**INSTRUCTIONS:**
a – According to the abstract on horizontal gene transfer in bacteria, how many random DNA fragments were introduced into the Salmonella chromosome?
b – Copy out the passage of the abstract on horizontal gene transfer that opens with the words containing "Minor fitness costs" and closes with "Dan I Andersson.".

**TEXT PASSAGE:**
------------------------------------------------------------------------
Literature DB >> 24536043

Minor fitness costs in an experimental model of horizontal gene transfer in bacteria.

Anna Knöppel1, Peter A Lind, Ulrika Lustig, Joakim Näsvall, Dan I Andersson.   

Abstract

Genes introduced by horizontal gene transfer (HGT) from other species constitute a significant portion of many bacterial genomes, and the evolutionary dynamics of HGTs are important for understanding the spread of antibiotic resistance and the emergence of new pathogenic strains of bacteria. The fitness effects of the transferred genes largely determine the fixation rates and the amount of neutral diversity of newly acquired genes in bacterial populations. Comparative analysis of bacterial genomes provides insight into what genes are commonly transferred, but direct experimental tests of the fitness constraints on HGT are scarce. Here, we address this paucity of experimental studies by introducing 98 random DNA fragments varying in size from 0.45 to 5 kb from Bacteroides, Proteus, and human intestinal phage into a defined position in the Salmonella chromosome and measuring the effects on fitness. Using highly sensitive competition assays, we found that eight inserts were deleterious with selection coefficients (s) ranging from ≈ -0.007 to -0.02 and 90 did not have significant fitness effects. When inducing transcription from a PBAD promoter located at one end of the insert, 16 transfers were deleterious and 82 were not significantly different from the control. In conclusion, a major fraction of the inserts had minor effects on fitness implying that extra DNA transferred by HGT, even though it does not confer an immediate selective advantage, could be maintained at selection-transfer balance and serve as raw material for the evolution of novel beneficial functions.
------------------------------------------------------------------------
**Referring expression data:**

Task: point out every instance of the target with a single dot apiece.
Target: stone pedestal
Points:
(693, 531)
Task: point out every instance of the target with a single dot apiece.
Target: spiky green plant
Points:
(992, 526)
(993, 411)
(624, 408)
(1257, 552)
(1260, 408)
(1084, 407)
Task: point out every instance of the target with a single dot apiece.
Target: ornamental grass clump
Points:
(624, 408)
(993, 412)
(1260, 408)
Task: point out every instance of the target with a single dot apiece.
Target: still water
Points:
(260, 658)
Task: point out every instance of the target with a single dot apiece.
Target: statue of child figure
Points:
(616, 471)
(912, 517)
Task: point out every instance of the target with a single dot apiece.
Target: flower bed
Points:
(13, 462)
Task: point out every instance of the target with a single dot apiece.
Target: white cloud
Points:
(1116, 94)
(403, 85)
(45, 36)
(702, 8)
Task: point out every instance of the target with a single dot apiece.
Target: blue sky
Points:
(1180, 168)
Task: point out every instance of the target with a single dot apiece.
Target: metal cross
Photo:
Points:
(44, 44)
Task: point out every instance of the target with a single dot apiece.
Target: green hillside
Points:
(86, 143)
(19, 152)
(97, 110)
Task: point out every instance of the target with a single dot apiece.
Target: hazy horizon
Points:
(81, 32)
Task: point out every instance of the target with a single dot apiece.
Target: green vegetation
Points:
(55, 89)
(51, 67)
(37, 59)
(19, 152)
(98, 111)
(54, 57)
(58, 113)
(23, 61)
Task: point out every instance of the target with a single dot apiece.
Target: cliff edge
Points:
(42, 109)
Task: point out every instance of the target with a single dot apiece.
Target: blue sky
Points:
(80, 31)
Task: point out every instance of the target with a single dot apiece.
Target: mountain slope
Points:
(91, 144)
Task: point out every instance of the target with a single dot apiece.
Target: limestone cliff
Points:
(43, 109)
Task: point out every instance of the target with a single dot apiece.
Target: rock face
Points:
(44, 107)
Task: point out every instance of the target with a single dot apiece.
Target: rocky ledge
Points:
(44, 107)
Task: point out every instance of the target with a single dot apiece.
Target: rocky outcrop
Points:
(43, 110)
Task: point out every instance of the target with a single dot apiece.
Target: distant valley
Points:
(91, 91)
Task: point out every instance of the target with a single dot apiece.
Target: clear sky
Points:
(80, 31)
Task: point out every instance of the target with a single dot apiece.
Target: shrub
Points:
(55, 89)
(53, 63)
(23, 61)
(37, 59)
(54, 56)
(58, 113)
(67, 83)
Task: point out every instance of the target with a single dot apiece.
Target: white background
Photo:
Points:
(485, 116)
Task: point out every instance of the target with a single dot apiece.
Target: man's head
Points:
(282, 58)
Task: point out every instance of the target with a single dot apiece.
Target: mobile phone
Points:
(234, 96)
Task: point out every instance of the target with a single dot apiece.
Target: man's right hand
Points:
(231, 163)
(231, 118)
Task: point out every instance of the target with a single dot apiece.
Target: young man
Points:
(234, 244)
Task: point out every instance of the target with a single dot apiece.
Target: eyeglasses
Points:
------------------------------------------------------------------------
**ANSWERS TO THIS EXERCISE:**
a – 98

b –
Minor fitness costs in an experimental model of horizontal gene transfer in bacteria.

Anna Knöppel1, Peter A Lind, Ulrika Lustig, Joakim Näsvall, Dan I Andersson.